_DATA LINES_:

-*-*-

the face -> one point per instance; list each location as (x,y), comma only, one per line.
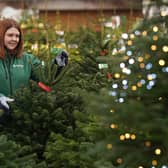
(11,39)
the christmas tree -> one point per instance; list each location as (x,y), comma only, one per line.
(134,108)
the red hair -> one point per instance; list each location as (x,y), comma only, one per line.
(5,24)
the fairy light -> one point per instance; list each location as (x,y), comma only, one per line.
(122,137)
(153,47)
(113,126)
(119,161)
(165,48)
(124,36)
(127,135)
(163,13)
(147,143)
(154,162)
(134,88)
(112,111)
(162,62)
(155,28)
(140,59)
(144,33)
(155,37)
(132,36)
(34,47)
(129,42)
(117,75)
(142,65)
(160,98)
(139,84)
(157,151)
(109,146)
(133,136)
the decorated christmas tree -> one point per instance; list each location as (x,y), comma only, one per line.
(133,109)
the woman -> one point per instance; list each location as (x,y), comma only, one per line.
(17,67)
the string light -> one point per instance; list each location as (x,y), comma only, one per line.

-*-*-

Output the entries above exactly, without their pictures.

the face -> one point per instance; list each location as (x,y), comma only, one per line.
(11,39)
the christmas tree -> one point per instance; list each location as (x,y), comma only, one per line.
(134,108)
the red hair -> one point per instance; list each location as (x,y), comma only, one per line.
(5,24)
the fairy light -> one point per instance; list each location as (x,y), comma only, one per line.
(122,137)
(153,47)
(113,126)
(119,161)
(165,48)
(124,36)
(127,135)
(163,13)
(147,143)
(154,162)
(134,88)
(112,111)
(162,62)
(155,28)
(140,59)
(144,33)
(155,37)
(132,36)
(34,47)
(129,42)
(117,75)
(142,65)
(160,98)
(139,84)
(157,151)
(109,146)
(133,136)
the decorated christmas tree -> one point per instance; list each location as (x,y), comma only, one per line.
(133,109)
the woman -> one point per instance; list each location as (x,y), comma only, one per line.
(17,67)
the string light -> one point per instance; list each location as (x,y), comma only, one per line.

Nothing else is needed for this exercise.